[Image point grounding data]
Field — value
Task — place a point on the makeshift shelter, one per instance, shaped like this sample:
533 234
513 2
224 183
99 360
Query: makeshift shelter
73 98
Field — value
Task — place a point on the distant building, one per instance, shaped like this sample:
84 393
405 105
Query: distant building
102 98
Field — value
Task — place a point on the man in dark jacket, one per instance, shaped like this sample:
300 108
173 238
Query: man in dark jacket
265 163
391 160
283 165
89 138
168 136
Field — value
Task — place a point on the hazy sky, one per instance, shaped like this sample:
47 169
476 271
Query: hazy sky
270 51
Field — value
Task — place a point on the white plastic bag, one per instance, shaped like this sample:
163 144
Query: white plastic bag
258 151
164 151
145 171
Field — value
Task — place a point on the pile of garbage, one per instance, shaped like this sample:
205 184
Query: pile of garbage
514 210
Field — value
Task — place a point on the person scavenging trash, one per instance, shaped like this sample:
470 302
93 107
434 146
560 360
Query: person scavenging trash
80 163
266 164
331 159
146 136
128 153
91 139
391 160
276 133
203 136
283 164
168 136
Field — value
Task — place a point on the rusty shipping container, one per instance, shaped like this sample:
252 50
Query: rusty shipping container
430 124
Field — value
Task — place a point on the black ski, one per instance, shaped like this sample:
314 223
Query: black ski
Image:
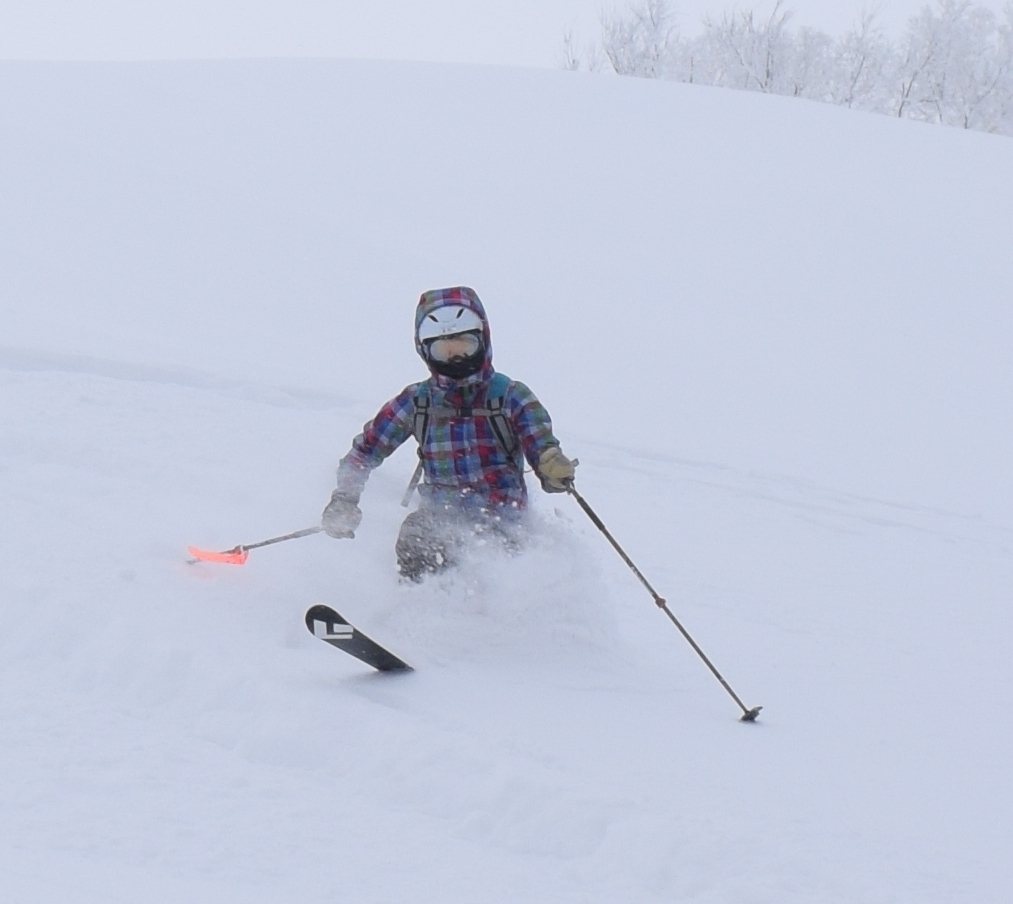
325 623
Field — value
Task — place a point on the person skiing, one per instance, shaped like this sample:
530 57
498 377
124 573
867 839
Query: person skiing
475 429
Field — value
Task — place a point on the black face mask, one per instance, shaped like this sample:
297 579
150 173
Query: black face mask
458 368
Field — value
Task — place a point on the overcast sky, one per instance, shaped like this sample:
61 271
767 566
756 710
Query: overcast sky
518 32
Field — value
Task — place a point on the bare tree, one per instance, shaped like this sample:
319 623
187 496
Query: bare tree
643 43
953 65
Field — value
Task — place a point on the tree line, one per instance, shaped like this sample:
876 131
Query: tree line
953 64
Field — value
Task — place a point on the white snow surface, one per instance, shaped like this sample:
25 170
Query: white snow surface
776 334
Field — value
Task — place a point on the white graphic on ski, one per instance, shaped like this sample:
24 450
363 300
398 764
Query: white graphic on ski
328 625
332 631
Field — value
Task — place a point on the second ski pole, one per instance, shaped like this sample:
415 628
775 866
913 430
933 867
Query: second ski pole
748 713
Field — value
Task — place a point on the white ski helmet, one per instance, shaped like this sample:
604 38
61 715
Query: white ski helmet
449 321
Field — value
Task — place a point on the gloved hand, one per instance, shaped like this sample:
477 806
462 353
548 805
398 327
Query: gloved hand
555 470
340 517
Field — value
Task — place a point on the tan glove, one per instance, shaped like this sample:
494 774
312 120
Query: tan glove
555 470
341 517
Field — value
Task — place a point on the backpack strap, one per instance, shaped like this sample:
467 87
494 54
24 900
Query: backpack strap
425 411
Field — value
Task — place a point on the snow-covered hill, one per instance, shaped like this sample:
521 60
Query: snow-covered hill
777 336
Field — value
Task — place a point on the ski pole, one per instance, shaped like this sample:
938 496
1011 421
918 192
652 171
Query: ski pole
239 554
748 714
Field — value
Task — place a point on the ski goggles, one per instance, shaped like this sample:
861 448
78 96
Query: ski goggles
461 345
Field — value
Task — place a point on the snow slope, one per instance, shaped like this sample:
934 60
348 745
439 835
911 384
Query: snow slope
775 333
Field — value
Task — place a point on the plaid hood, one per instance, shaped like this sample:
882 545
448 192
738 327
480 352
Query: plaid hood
458 295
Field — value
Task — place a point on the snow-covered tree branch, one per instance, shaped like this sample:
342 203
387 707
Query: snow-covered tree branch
953 65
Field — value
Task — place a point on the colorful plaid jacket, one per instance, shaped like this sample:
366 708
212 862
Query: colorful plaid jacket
464 464
462 459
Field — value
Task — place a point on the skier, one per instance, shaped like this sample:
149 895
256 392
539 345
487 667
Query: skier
474 428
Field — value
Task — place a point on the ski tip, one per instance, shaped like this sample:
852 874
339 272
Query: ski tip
233 556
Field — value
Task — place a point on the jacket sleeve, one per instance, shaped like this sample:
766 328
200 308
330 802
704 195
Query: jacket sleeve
392 425
531 422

▸ **Exercise**
Reproduce each record from above exactly; pictures do not belong in the copy.

▸ **Response area**
Field — value
Task — place a point on the makeshift shelter, one per instance, shaped like this sample:
533 234
513 2
224 183
99 360
Query: makeshift shelter
73 98
Field — value
Task — place a point on the distant building, one per instance, shaped like this sample:
84 393
405 105
Query: distant building
102 98
Field — value
Task — place a point on the man in dark jacket, one per instance, shaped like this sample:
300 108
173 238
Query: man in dark jacket
265 163
391 160
283 165
89 138
168 136
Field — value
Task — place a point on the hazy sky, one per instance, shaped like this sample:
47 169
476 271
Query: hazy sky
270 51
Field — value
Task — place a point on the white plastic bag, one per instance, shaped like this sample:
163 144
Query: white plastic bag
258 151
164 151
145 171
Field — value
Task — place a point on the pile of garbage, one per instance, shaped like this sample:
205 184
Query: pile of garbage
514 210
Field — value
Task — place a point on the person scavenging trash, one per instance, shaped like this sample:
470 302
93 107
434 146
560 360
Query: person scavenging trash
80 163
266 164
331 159
146 136
128 153
91 139
391 160
276 133
203 136
283 164
168 136
Field — value
Task — place a point on the rusty shipping container, one per instance, shaped like this sample:
252 50
Query: rusty shipping container
430 124
Field — value
Task — place a point on the black ski, one per instance, shaped like this sample:
314 223
Query: black ski
Image:
325 623
Field — value
Task — place a point on the person skiing, one per instance, shaped like this sample:
530 57
498 377
124 573
867 839
Query: person skiing
475 429
Field — value
Task — place a point on the black face mask, one per instance, shaped like this sample:
297 579
150 173
Query: black face mask
458 368
Field — value
Task — place a point on the overcast sky, one per instance, shaped like this sample:
61 271
767 566
756 710
Query: overcast sky
518 32
Field — value
Task — place a point on the bare tree, one per instance, shaped like this sample:
319 623
187 496
Query: bare tree
643 43
953 65
Field — value
Task — place a point on the tree line, one per instance, shaped like this sample:
876 131
Query: tree line
953 64
Field — value
Task — place a point on the white snow surface, one per instance, shaped like this sample:
25 170
Query: white snow surface
776 334
Field — value
Task — place a point on the white graphic on ski, one per instance, shaped like this sample:
24 450
363 300
398 764
Query: white graphic on ski
328 625
332 631
Field — value
Task — place a point on the second ski pole, one per instance, shaped like this sample:
415 628
775 866
913 430
933 867
Query: second ski pole
748 713
Field — value
Task — place a point on the white ski helmet, one per instance, shaped like this sample:
604 38
61 715
Query: white ski helmet
449 321
Field — value
Task — place a point on the gloved hand, one per instance, shaped like this sample:
477 806
462 353
548 805
398 327
Query: gloved hand
555 470
340 517
Field — value
Task — place a point on the tan glove, one per instance, shaped like this sample:
494 774
312 120
Query: tan glove
555 470
341 517
Field — value
Task — place a point on the backpack strap, one per instance, shaped like this sample:
467 87
494 54
24 900
Query: backpack strap
425 411
Field — value
Task — place a point on the snow-covered hill, one per instance, shaped like this sample:
521 60
Query: snow-covered hill
777 336
Field — value
Task — place a point on the ski pole, one per instance, shaped like this sample:
938 496
1011 421
918 192
652 171
Query: ski pole
239 554
748 714
Field — value
Task — place a point on the ski goggles, one per instance, shaped like this sample:
861 448
78 96
Query: ski goggles
461 345
Field — value
Task — place a point on the snow slope, one per instance, shaped like this sample:
934 60
348 745
439 835
911 384
Query: snow slope
775 333
Field — value
Task — place a point on the plaid hood, one per instance, shaped like this sample:
882 545
448 192
738 327
480 352
Query: plaid hood
458 295
Field — value
Task — place a point on the snow-covered tree branch, one per instance, shaped like this sample:
342 203
387 707
Query: snow-covered tree branch
953 65
Field — value
Task — place a point on the colorful plaid jacket, one per instance, shaped like this sample:
366 708
212 862
Query: colorful plaid jacket
464 464
462 459
Field — value
Task — place a point on the skier, one per instance, shaped like this sample:
149 895
256 392
539 345
487 667
Query: skier
474 428
Field — value
Task — place a point on the ski tip, one per instance, shaped like this sample:
852 874
339 272
Query: ski tip
233 556
Field — value
Task — place a point on the jacket sleeve, one per instance, shaped like this sample:
766 328
200 308
330 802
704 195
Query: jacket sleeve
392 425
531 422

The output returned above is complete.